▶ [What the task requires] Switch every "Marked points" in the entries below to "Labeled points", keeping all other text unchanged.

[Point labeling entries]

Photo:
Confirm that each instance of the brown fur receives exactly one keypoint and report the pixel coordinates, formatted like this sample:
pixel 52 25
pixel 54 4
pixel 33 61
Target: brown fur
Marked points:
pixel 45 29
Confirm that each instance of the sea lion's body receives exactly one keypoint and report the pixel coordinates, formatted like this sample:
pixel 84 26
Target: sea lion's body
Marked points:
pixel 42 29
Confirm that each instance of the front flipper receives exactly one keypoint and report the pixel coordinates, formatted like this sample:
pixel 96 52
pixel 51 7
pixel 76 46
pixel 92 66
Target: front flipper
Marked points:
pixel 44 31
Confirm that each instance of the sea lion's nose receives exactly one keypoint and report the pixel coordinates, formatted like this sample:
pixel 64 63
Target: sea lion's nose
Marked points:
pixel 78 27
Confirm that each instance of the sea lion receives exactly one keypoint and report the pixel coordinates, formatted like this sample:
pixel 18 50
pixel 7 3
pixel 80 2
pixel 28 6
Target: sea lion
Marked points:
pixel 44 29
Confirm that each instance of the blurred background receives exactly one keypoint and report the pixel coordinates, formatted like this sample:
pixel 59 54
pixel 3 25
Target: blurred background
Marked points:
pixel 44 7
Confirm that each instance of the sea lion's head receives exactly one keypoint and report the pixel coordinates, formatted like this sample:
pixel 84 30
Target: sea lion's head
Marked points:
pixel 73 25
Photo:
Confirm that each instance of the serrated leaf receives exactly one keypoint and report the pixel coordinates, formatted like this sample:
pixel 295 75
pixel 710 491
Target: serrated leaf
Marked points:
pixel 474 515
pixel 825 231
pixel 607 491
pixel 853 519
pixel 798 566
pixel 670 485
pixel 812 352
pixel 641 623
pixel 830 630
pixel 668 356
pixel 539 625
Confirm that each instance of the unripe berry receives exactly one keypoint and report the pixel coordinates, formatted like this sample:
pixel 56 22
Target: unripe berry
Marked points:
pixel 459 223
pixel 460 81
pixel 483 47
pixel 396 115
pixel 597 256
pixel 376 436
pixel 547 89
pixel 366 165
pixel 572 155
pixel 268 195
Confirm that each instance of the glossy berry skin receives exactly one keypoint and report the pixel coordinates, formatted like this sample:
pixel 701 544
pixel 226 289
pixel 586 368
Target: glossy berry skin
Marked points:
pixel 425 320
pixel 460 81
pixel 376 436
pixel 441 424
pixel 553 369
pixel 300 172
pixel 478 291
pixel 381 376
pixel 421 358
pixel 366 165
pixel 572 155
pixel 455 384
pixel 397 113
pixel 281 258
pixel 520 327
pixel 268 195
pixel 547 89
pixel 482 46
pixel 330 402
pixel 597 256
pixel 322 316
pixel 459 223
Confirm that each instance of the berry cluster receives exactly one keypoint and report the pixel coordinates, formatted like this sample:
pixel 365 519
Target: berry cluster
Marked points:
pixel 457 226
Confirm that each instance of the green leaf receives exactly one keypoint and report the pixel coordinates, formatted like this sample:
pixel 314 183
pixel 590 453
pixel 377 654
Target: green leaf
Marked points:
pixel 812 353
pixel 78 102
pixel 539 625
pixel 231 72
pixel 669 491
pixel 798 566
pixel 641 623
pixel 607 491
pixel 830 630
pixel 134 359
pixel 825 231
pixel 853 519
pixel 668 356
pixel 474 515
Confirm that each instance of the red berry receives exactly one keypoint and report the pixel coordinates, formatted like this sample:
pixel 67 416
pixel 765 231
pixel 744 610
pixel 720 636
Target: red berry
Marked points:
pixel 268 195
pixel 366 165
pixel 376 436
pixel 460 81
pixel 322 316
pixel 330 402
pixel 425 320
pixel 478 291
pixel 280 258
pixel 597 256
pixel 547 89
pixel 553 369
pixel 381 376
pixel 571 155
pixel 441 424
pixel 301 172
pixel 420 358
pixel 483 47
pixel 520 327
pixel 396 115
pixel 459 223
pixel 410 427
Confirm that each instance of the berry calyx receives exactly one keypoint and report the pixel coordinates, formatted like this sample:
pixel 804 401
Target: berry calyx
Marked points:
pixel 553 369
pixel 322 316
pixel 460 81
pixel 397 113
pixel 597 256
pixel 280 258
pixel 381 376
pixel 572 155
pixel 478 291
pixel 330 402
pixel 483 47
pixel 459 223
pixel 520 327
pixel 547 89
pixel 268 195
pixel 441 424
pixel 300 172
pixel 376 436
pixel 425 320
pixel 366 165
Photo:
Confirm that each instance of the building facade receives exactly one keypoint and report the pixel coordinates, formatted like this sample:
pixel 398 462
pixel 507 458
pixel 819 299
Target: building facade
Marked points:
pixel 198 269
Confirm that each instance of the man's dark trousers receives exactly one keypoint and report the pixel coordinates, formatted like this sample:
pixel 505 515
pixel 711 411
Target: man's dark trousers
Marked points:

▶ [Written answer]
Photo:
Confirm that each instance of the brown fur receives exactly one keypoint and report the pixel coordinates, formatted like this sample:
pixel 52 25
pixel 54 4
pixel 33 61
Target: brown fur
Labeled points:
pixel 45 29
Confirm that each instance of the sea lion's body receives exactly one keypoint and report the pixel coordinates, formatted like this sample:
pixel 84 26
Target: sea lion's body
Labeled points:
pixel 42 29
Confirm that each instance of the front flipper receives exactly one keypoint and report the pixel coordinates, formatted like this sample:
pixel 96 52
pixel 51 7
pixel 76 46
pixel 92 66
Target: front flipper
Labeled points:
pixel 44 31
Confirm that each instance of the sea lion's nose receives exactly one keypoint and report the pixel coordinates, formatted like this sample:
pixel 64 63
Target: sea lion's nose
Labeled points:
pixel 78 27
Confirm that each instance of the sea lion receives exactly one keypoint and report the pixel coordinates, formatted like this sample:
pixel 18 50
pixel 7 3
pixel 80 2
pixel 28 6
Target: sea lion
Labeled points:
pixel 44 29
Confirm that each instance of the blurred background receives exactly one keypoint and report the pixel coordinates, formatted like this sample:
pixel 59 54
pixel 3 25
Target: blurred background
Labeled points:
pixel 44 7
Confirm that each instance of the sea lion's head receives exactly one keypoint and report the pixel coordinates, formatted like this sample:
pixel 84 30
Target: sea lion's head
Labeled points:
pixel 73 25
Photo:
Confirm that each instance of the serrated leaf receives exactly one keypoint and report the pixel coordinates, formatted like this sample:
pixel 295 75
pixel 710 491
Target: serrated leaf
Labeled points:
pixel 474 515
pixel 825 231
pixel 607 491
pixel 853 519
pixel 798 566
pixel 670 485
pixel 812 352
pixel 641 623
pixel 830 630
pixel 668 356
pixel 539 625
Confirm that each instance of the unripe berry receives exactly one keypoint and report the pixel coordinates, formatted like this sample:
pixel 56 22
Target: unripe berry
Labeled points:
pixel 459 223
pixel 460 81
pixel 483 47
pixel 396 115
pixel 597 256
pixel 376 436
pixel 547 89
pixel 366 165
pixel 572 155
pixel 268 195
Confirm that each instance of the glossy berry skin receives exactly one keypoint and report the pixel coordinates, formatted like this sample:
pixel 701 544
pixel 226 289
pixel 586 368
Target: glossy berry skin
Labeled points:
pixel 425 320
pixel 460 81
pixel 376 436
pixel 441 424
pixel 553 369
pixel 300 172
pixel 478 291
pixel 381 376
pixel 421 358
pixel 366 165
pixel 572 155
pixel 455 384
pixel 397 113
pixel 281 258
pixel 520 327
pixel 268 195
pixel 547 89
pixel 482 46
pixel 330 402
pixel 597 256
pixel 322 316
pixel 459 223
Confirm that each instance of the berry cluster receives exactly one keypoint and report the pixel coordinates, formatted like this sample:
pixel 365 519
Target: berry cluster
Labeled points:
pixel 457 226
Confirm that each instance of the green leaf receives exactly one keypoint and report the pixel coordinates, formatted like this sample:
pixel 314 183
pixel 590 453
pixel 377 654
Target: green leaf
Labeled points:
pixel 812 353
pixel 78 102
pixel 539 625
pixel 231 72
pixel 669 491
pixel 798 566
pixel 641 623
pixel 607 491
pixel 830 630
pixel 134 359
pixel 825 231
pixel 853 519
pixel 668 356
pixel 474 515
Confirm that each instance of the red berry receives exactly one keypoint and report the pixel coordinates, formatted like this sample:
pixel 67 416
pixel 765 231
pixel 744 610
pixel 720 636
Target: red berry
Labeled points:
pixel 268 195
pixel 366 165
pixel 376 436
pixel 460 81
pixel 322 316
pixel 330 402
pixel 425 320
pixel 478 291
pixel 280 258
pixel 597 256
pixel 547 89
pixel 553 369
pixel 381 376
pixel 571 155
pixel 441 424
pixel 301 172
pixel 420 358
pixel 483 47
pixel 520 327
pixel 396 115
pixel 459 223
pixel 410 427
Confirm that each instance of the berry calyx receives exactly one keypoint and report the pixel coordinates, formatted like this sample:
pixel 804 401
Target: berry calyx
Labeled points:
pixel 553 369
pixel 322 316
pixel 460 81
pixel 397 113
pixel 597 256
pixel 280 258
pixel 381 376
pixel 572 155
pixel 478 291
pixel 330 402
pixel 483 47
pixel 459 223
pixel 520 327
pixel 547 89
pixel 268 195
pixel 441 424
pixel 300 172
pixel 376 436
pixel 425 320
pixel 366 165
Photo:
Confirm that each instance of the building facade receives exactly one keypoint and report the pixel coordinates, formatted like this sample:
pixel 398 462
pixel 507 458
pixel 819 299
Target: building facade
Labeled points:
pixel 198 269
Confirm that each instance of the man's dark trousers receives exactly one keypoint and report the pixel coordinates, formatted like this sample:
pixel 505 515
pixel 711 411
Target: man's dark trousers
Labeled points:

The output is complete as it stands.